Exercise requirements
Could the listing be repeated exactly, with every picture dropped?

_ _ _

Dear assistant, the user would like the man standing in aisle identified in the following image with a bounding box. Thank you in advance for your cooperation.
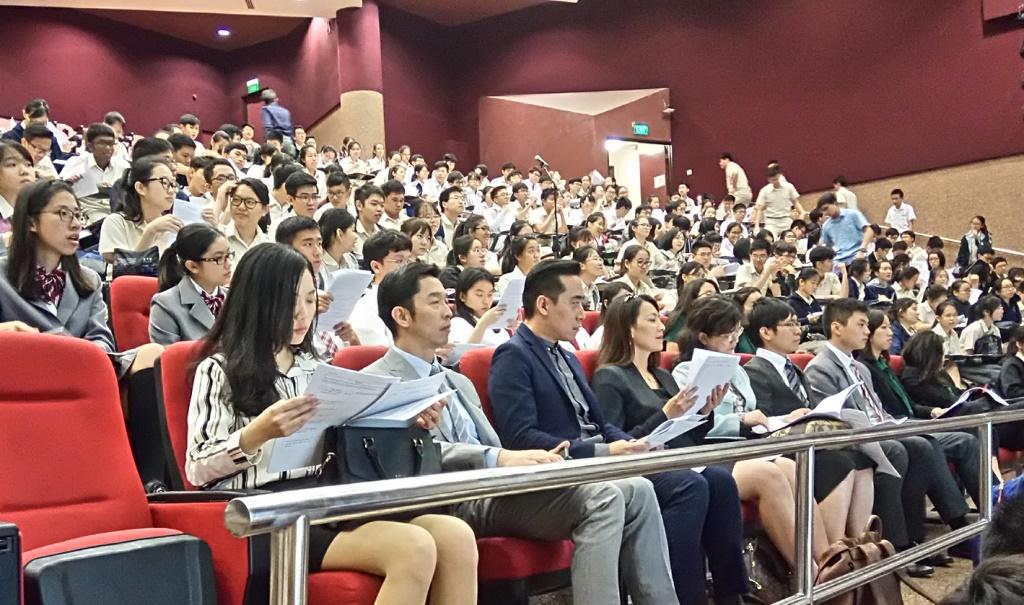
[719,153,752,207]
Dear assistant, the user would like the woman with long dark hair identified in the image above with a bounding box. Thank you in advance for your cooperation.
[439,234,487,290]
[956,215,992,274]
[0,179,165,480]
[99,156,183,264]
[496,233,540,296]
[149,223,232,345]
[187,243,477,603]
[664,277,718,345]
[449,267,511,346]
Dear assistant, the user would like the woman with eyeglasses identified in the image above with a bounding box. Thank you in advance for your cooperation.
[99,156,183,264]
[616,216,663,269]
[149,223,233,345]
[410,200,448,268]
[456,214,500,274]
[223,178,271,262]
[0,141,37,242]
[613,245,668,308]
[439,234,487,290]
[1,179,167,482]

_ _ _

Exercise result
Dear assistant, the user would like the man standing in aisle identified in the following image with a bounding box. Thank you in advance for your cooperation.
[719,153,752,207]
Dear assistant, the user would like the woman with long dark hair identified in the image above with a bounding box. Thank you in advance for your cooperation.
[439,234,487,290]
[956,215,992,274]
[0,179,165,480]
[99,156,183,264]
[496,233,540,296]
[149,223,232,345]
[187,243,477,603]
[664,277,718,345]
[449,267,511,346]
Dear assistant, the user would like the woman with eyeglasses identified in the image above with a bounding box. Thank you in advance for your cooperation.
[99,156,183,264]
[616,216,663,269]
[149,223,233,345]
[410,200,448,268]
[456,214,500,274]
[223,178,271,262]
[0,141,37,242]
[613,245,668,308]
[439,234,487,290]
[1,179,167,482]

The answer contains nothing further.